[Point annotation dataset records]
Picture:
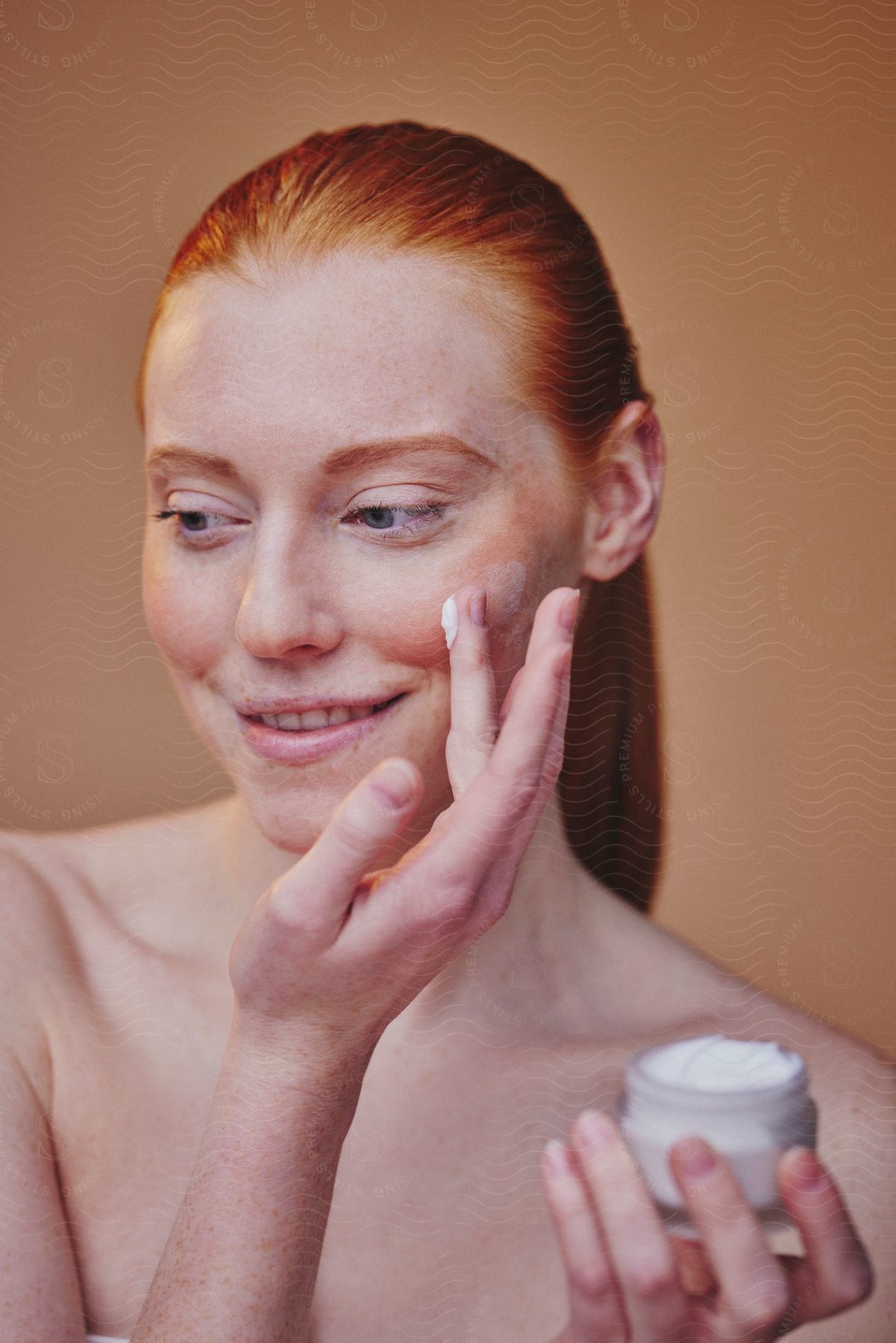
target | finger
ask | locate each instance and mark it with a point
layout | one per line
(495, 813)
(637, 1242)
(836, 1272)
(474, 725)
(595, 1307)
(540, 637)
(754, 1291)
(313, 896)
(472, 854)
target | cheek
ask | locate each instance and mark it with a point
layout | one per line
(186, 626)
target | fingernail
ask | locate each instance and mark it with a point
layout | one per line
(695, 1156)
(568, 613)
(808, 1171)
(449, 619)
(557, 1156)
(595, 1128)
(394, 786)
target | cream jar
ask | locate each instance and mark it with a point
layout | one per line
(748, 1098)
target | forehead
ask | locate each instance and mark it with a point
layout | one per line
(350, 348)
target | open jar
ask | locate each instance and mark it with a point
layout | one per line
(748, 1098)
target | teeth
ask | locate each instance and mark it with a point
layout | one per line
(315, 718)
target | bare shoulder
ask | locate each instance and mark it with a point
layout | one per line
(117, 880)
(33, 951)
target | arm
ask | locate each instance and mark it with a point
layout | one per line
(243, 1252)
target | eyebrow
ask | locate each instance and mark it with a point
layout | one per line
(337, 463)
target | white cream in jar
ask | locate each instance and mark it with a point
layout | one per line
(748, 1098)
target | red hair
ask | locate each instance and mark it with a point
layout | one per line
(542, 287)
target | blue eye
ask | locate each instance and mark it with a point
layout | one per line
(377, 516)
(188, 513)
(380, 516)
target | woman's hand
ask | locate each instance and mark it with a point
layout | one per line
(630, 1282)
(336, 951)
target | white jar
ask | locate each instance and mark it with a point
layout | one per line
(748, 1098)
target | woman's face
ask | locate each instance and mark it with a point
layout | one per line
(297, 575)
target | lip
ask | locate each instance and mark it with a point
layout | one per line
(301, 747)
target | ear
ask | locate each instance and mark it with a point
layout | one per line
(624, 495)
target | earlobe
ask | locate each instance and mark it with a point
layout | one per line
(625, 493)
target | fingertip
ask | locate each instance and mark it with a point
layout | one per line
(449, 619)
(397, 782)
(801, 1168)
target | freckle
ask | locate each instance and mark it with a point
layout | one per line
(510, 579)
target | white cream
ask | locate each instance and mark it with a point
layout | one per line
(719, 1062)
(449, 619)
(748, 1098)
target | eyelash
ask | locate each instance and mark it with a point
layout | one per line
(431, 507)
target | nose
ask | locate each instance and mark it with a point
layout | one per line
(286, 607)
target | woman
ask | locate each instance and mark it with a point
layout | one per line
(389, 369)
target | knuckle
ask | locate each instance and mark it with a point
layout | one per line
(765, 1309)
(485, 735)
(592, 1279)
(652, 1280)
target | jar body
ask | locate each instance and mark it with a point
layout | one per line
(750, 1130)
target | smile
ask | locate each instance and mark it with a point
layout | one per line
(317, 718)
(300, 738)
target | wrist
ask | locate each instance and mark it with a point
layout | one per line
(288, 1052)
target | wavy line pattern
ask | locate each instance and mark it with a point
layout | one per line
(730, 159)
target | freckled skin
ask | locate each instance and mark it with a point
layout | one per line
(276, 378)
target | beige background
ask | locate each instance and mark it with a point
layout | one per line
(733, 161)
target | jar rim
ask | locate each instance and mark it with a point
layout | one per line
(639, 1074)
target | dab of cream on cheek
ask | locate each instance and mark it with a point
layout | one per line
(748, 1098)
(503, 583)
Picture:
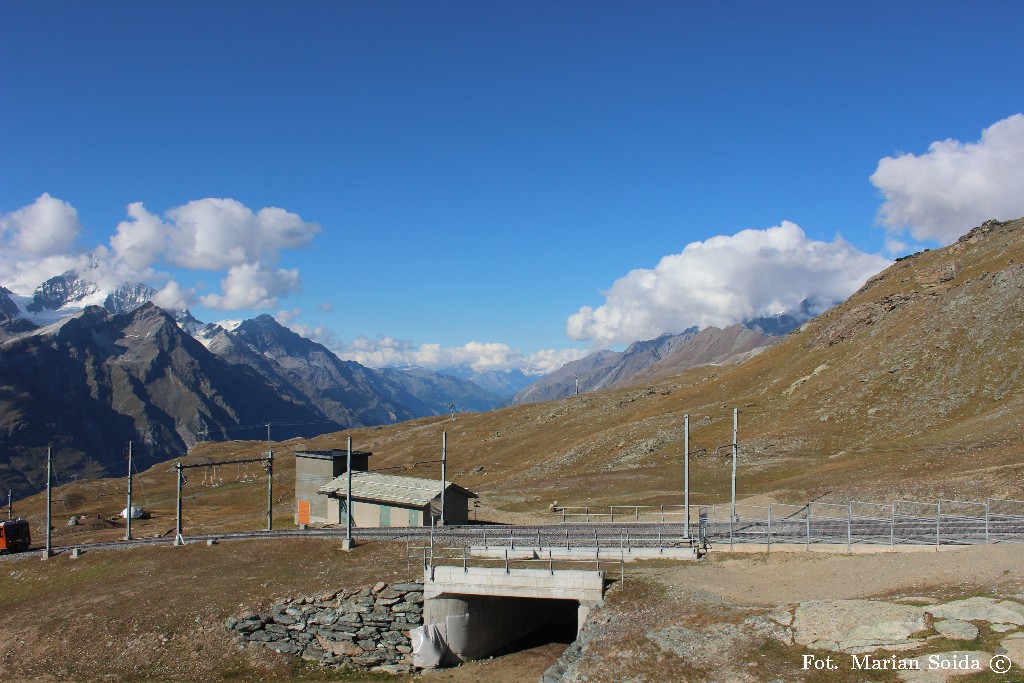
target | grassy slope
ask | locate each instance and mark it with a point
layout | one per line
(910, 388)
(921, 400)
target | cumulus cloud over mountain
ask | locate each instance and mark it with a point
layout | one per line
(480, 356)
(954, 184)
(208, 235)
(724, 281)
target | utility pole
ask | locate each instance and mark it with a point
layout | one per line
(128, 516)
(443, 471)
(269, 481)
(348, 543)
(178, 539)
(735, 432)
(686, 472)
(269, 492)
(49, 500)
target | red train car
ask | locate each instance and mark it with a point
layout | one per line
(14, 536)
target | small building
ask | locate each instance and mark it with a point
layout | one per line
(389, 500)
(312, 470)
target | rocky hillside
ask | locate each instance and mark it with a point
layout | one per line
(643, 360)
(911, 387)
(89, 384)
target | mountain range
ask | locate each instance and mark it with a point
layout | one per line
(85, 371)
(909, 390)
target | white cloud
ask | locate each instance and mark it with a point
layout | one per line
(174, 297)
(45, 227)
(286, 316)
(955, 185)
(37, 242)
(253, 286)
(217, 233)
(480, 356)
(141, 241)
(209, 235)
(724, 281)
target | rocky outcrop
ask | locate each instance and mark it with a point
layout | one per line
(366, 629)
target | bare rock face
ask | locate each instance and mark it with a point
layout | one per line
(956, 630)
(854, 321)
(981, 609)
(858, 626)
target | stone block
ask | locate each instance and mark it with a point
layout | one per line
(406, 588)
(312, 653)
(263, 637)
(285, 647)
(248, 626)
(955, 630)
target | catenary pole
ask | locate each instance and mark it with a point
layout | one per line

### Your goal
Set down all the entries exactly as they appear, but skip any pictures.

### Final result
Picture:
target | finger
ask | locate each instance and mark it with a point
layout | one per line
(495, 813)
(637, 1242)
(836, 1272)
(474, 725)
(595, 1307)
(540, 637)
(754, 1291)
(313, 896)
(472, 854)
target | cheek
ask | locate each instance and mark it with a point
layout | one per line
(186, 626)
target | fingernail
ask | locate each instance and mark it with a point
layout | one per line
(695, 1156)
(568, 613)
(808, 1171)
(449, 619)
(557, 1156)
(595, 1128)
(394, 786)
target | cream jar
ask | locate each instance and mark it with a point
layout | one per line
(748, 1098)
target | forehead
ask | locate each instance and mark it with a point
layout | one per line
(350, 348)
target | open jar
ask | locate each instance and mark it with a point
layout | one per line
(748, 1098)
target | teeth
ask | locate each instance and mark it with a point
layout | one per line
(315, 718)
target | bare shoulder
ask | locate each instance and mark it with a point
layout | one per line
(117, 880)
(33, 951)
target | arm
ask | locate each instance and mark it with a point
layout | one per line
(243, 1252)
target | eyebrow
ask | locate each instance and mark it with a point
layout | one per line
(337, 463)
target | white cream in jar
ask | locate each instance and mark it with a point
layout | one per line
(748, 1098)
target | red hair
ask | locate each instance and mark it with a point
layout | one per line
(542, 287)
target | blue eye
ask | locate each instance and mark it with a point
layout | one per line
(377, 516)
(188, 513)
(380, 516)
target | woman's hand
ask | locate each instance and mark it with a point
layout | one per line
(630, 1282)
(336, 951)
target | white jar
ask | locate each instance and mark it with a point
layout | one per line
(748, 1098)
target | woman's face
ask | locate each instance and mark it with a point
layout | one per line
(297, 575)
target | lip
ask | locate each instance and mark it with a point
layout | one per line
(301, 747)
target | ear
ask | locate each instance and mark it with a point
layout | one per line
(624, 495)
target | earlobe
ask | locate each instance and mark it with a point
layout | one per line
(625, 493)
target | fingertip
ask | locate each instance and mark it with a point
layout | one per line
(449, 619)
(397, 782)
(801, 1168)
target | freckle
ask | locate each instance and mark it with a point
layout | one per line
(510, 579)
target | white cream
ask | locate each instance and mark it with a point
layout | one per line
(719, 1062)
(449, 619)
(748, 1098)
target | eyelash
ask | locate each instance and mark it with a point
layout | one per line
(431, 507)
target | nose
ask | locate each instance and mark it with a point
layout | one per line
(286, 607)
target | woman
ask | locate each instance and mark it with a point
layout | one per line
(389, 369)
target | knuckle
ask | locate each instance and mark it with a point
layout | one per line
(765, 1309)
(485, 735)
(592, 1279)
(652, 1280)
target | jar body
ask | locate each instance and mark it with a point
layout | one per line
(750, 1130)
target | smile
ask | locate each instance and mark it with a point
layout | one per line
(317, 718)
(300, 738)
target | wrist
ask | locate each instance and mark it with a point
layout | one per line
(288, 1052)
target | wavy line pattern
ask | locate each instance and mark it with a point
layout | one per line
(730, 159)
target | freckled skin
ask | locate each instance and mark it with a point
layout | one per line
(276, 378)
target | beige background
ask | locate each instance and mark it with a point
layout | one per line
(733, 161)
target | jar rim
ask | locate each instance and mark it with a point
layout | one per line
(639, 1074)
target | dab of cream on cheek
ask | locate each instance and mark it with a point
layout | one per line
(748, 1098)
(503, 583)
Picture:
target | grassy slope
ask | locate each instance and mark it with a point
layout | one per line
(910, 388)
(921, 400)
target | cumulus cloud over mountain
ask | locate each instance and mark it with a point
layout | one per line
(480, 356)
(954, 184)
(208, 235)
(724, 281)
target | utility pole
ask | locate each instance and mark it with a point
layout | one per line
(128, 516)
(443, 471)
(269, 481)
(348, 543)
(178, 539)
(735, 432)
(686, 472)
(269, 492)
(49, 500)
target | red train car
ask | locate each instance and mark it with a point
layout | one per line
(14, 536)
target | small building
ask | locate each instance and mark it with a point
layout | one per line
(389, 500)
(312, 470)
target | rocky hillside
ask | locate each instance and mark it with a point
layout | one per line
(643, 360)
(911, 387)
(89, 384)
target | mountain range
ask | locate each instance and mark it with a point
layout | one per line
(85, 371)
(909, 390)
target | white cloud
ask | locate each instance and mark it with a point
layout | one per line
(174, 297)
(45, 227)
(286, 316)
(955, 185)
(37, 242)
(253, 286)
(217, 233)
(480, 356)
(141, 241)
(209, 235)
(724, 281)
target | rocky outcrop
ask | locate each instance and mark it with a point
layout | one per line
(366, 629)
target | bare rock face
ask | locate each instance and mark it with a point
layout | one per line
(956, 630)
(854, 321)
(981, 609)
(858, 626)
target | stone block
ask | locate each instance and mark it with a point
layout | one per line
(406, 588)
(312, 653)
(263, 637)
(285, 647)
(248, 626)
(955, 630)
target | catenary pole
ask | locate each instance and mark it with a point
layout | one per line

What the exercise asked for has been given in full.